= PROBLEMS TO SOLVE =
a: According to the news report on the $390 billion spending bill, for how long did bargainers agree to block labels showing which country food products come from?
b: Continue the news report on the $390 billion spending bill, picking up after its final sentence.

[EXTRACT PROVIDED Boundary: Start]

Updated

Bargainers tying down the last details of a mammoth $390 billion spending bill agreed to block labels identifying which country food products come from for the next two years, lawmakers and aides said Saturday.

They also hammered out a compromise that could let California — but no other states — impose air pollution requirements on lawnmowers and other small engines that are tougher than federal standards.

The agreements, struck privately in back-room discussions all over the Capitol, came amid a push by congressional leaders to finish spending work that has been overdue since Oct. 1, when the new budget year began.

Lawmakers have finished work on only six of the 13 annual spending bills that keep the government operating. With Republicans controlling the House, Senate and White House, they had hoped to complete their work sooner in a show of efficiency, but bogged down over spending and policy fights.

The huge bill combines the seven remaining measures, and its price tag totals more than one-sixth of the entire federal budget. It will finance 11 Cabinet-level departments and scores of other agencies, ranging from the Justice Department to highway construction, from foreign aid to NASA (search).

Lawmakers and White House officials have worked out most of their disputes.

[EXTRACT PROVIDED Boundary: End]
[EXTRACTED RECORDS Boundary: Start]

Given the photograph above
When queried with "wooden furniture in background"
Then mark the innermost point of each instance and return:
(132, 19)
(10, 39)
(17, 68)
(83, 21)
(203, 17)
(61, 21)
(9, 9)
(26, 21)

[EXTRACTED RECORDS Boundary: End]

= RESPONSES BY ITEM NUMBER =
a: For the next two years.

b:
Aides said they were still trying to decide how to pay for more than $4 billion added to the bill. That money is for Pell grants (search) for low-income college students and other education programs; veterans' health care; modernized election equipment for state and local governments; and aid to countries that embrace democratic reforms.

The two-year delay on country-of-origin food labels will apply to meats, produce and farm-raised fish. The fish delay was a victory for Sen. Thad Cochran (search), R-Miss., whose state has a major catfish farming industry. The labeling would begin, however, for wild fish — a boon for Senate Appropriations Committee Chairman Ted Stevens (search), R-Alaska, where salmon are a major catch.

The delay represented a victory for the Bush administration, grocery stores, meat packers and processors. They said complying with the regulations would cost the food industry billions of dollars — which would be passed to consumers as higher prices.

The new labels were imposed by the 2002 farm bill. The House had voted last summer to block the labeling requirements from taking effect, which they were to do by September 2004. But the Senate, led by some Western lawmakers, voted to keep the labels on track.

Word of the agreement, which will be included in spending bill, brought criticism from Senate Minority Leader Tom Daschle (search), D-S.D. He noted that the two-year delay would expire after the next election.

"The Bush administration wants to kill" the labeling law, Daschle said. "They just don't want to do it before the presidential election because they know the majority of people in our nation want labeling."

There was also a deal reached between Sens. Dianne Feinstein, D-Calif., and Kit Bond, R-Mo., over small engine pollution.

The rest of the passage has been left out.